• [Passage provided]:
The Freedom of Personhood
Interpretive Review
Orlando Patterson, Freedom: Freedom in the Making of Western Culture (New York: Basic Books, 1991).1
Dr. Orlando Patterson, author of Freedom: Freedom in the Making of Western Culture, is a distinguished sociologist and scholar at Harvard University. As a young man in Jamaica, he pondered the origin and meaning of slavery. Since his groundbreaking work Slavery and Social Death, he has sought to uncover “the intimate relationship between the birth of freedom in primitive societies and the institution of slavery.” In his book Freedom: Freedom in the Making of Western Culture, “he demonstrates the connection between the debased condition of foreigners, prisoners of war, and women, proving that women, both as domestic slaves and as spoils of war, were the first to articulate the cry for personal liberty.”2
Orlando Patterson shows that freedom eventually emerged as the “supreme value of the Western world.”3 As early as the seventh century BCE, the Greeks began exploring the dimensions of freedom. These Grecian ideas were subsequently adopted by the Romans and widely applied throughout the Roman Empire.
Three Dimensions of Freedom
1. Sovereignal Freedom.

• [Given entries]:

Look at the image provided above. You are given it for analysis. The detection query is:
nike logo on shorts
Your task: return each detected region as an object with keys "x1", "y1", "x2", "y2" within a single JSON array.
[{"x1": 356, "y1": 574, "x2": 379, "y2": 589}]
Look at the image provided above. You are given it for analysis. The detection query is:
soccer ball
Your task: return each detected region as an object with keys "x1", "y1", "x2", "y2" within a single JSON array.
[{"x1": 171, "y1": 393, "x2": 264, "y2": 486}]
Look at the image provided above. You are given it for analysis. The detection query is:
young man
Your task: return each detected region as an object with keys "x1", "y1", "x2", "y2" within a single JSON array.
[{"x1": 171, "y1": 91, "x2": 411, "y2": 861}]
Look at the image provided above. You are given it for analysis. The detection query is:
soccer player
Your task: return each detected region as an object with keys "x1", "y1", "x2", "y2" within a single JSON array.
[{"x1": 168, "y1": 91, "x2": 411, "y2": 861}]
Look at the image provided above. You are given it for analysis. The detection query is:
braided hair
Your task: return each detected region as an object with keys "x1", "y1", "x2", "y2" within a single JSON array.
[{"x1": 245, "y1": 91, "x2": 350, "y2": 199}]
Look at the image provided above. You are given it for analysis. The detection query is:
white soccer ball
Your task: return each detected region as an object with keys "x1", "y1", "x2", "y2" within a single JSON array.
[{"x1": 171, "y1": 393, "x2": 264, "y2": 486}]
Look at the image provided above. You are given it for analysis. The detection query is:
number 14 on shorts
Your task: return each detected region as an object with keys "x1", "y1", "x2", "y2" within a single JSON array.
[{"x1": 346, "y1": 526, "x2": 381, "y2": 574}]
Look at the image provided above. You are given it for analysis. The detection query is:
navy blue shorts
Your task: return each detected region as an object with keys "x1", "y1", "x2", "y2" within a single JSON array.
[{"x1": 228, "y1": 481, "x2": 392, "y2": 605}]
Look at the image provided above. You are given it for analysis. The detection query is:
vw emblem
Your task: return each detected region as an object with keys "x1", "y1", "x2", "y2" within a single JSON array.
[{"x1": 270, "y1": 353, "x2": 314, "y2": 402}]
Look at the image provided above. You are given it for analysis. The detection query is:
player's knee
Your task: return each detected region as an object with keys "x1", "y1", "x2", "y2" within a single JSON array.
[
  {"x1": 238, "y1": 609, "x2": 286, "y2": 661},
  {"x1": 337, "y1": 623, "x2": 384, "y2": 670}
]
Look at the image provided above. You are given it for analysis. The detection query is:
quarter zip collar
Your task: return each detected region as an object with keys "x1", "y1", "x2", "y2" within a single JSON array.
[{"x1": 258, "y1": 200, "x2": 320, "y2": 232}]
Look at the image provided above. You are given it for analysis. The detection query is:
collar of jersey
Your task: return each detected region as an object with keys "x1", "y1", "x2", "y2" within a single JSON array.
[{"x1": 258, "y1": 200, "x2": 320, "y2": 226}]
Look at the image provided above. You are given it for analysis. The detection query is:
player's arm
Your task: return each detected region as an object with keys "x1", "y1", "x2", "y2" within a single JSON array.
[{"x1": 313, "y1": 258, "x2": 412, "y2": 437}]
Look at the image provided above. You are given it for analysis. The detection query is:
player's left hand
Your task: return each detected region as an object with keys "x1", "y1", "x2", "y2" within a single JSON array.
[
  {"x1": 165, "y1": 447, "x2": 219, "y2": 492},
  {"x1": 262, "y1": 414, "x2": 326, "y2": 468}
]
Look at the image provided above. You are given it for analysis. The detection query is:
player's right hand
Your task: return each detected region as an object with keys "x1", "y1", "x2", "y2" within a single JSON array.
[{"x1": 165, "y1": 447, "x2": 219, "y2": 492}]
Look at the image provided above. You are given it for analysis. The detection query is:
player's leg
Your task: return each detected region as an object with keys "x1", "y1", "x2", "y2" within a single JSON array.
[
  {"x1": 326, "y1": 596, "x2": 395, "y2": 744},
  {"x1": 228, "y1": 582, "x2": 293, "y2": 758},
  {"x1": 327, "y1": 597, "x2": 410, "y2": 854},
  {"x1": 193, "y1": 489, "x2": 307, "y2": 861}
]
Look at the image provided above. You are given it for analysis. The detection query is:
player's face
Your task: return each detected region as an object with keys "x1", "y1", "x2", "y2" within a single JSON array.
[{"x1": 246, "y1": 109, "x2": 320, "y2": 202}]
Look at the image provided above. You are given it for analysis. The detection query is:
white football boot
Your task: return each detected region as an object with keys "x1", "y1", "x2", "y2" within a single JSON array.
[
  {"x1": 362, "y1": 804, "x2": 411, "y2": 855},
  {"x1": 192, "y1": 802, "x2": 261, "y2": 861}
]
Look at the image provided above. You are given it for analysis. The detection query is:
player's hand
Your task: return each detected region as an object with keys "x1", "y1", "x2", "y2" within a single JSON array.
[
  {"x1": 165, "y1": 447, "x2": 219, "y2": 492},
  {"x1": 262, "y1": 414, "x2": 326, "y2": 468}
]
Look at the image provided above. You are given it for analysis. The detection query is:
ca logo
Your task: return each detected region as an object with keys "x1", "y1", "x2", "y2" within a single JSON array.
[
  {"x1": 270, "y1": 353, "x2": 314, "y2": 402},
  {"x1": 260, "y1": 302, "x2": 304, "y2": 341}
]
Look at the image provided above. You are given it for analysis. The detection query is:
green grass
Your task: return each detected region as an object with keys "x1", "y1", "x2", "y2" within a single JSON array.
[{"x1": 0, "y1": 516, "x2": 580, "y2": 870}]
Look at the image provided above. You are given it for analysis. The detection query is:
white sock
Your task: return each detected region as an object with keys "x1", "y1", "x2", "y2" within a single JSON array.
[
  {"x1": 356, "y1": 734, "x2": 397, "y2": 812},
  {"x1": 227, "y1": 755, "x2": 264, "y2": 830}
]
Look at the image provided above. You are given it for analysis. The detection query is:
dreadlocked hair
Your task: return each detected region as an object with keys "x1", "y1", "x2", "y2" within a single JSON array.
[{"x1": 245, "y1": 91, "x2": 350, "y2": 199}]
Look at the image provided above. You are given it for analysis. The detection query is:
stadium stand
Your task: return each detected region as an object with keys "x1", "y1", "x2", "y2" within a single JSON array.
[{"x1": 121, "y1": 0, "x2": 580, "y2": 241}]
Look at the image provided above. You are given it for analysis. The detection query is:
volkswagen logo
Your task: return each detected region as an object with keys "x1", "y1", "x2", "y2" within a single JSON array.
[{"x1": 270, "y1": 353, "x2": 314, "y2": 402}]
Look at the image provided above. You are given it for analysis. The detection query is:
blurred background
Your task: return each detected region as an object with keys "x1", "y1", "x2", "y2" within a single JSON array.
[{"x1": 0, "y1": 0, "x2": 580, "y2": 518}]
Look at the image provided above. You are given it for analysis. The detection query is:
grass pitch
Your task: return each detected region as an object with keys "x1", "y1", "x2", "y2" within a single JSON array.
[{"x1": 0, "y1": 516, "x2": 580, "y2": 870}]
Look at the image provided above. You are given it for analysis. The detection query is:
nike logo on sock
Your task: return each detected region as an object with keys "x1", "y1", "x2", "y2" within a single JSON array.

• [Work to complete]: Condense the paragraph of the review that begins "Orlando Patterson shows that freedom" into a single sentence, keeping its main facts. The rows are separate material with no connection to the review.

• [Problem solution]: Orlando Patterson shows that freedom became the supreme value of the Western world, beginning with Greek exploration of its dimensions as early as the seventh century BCE, ideas the Romans later adopted and applied widely throughout their empire.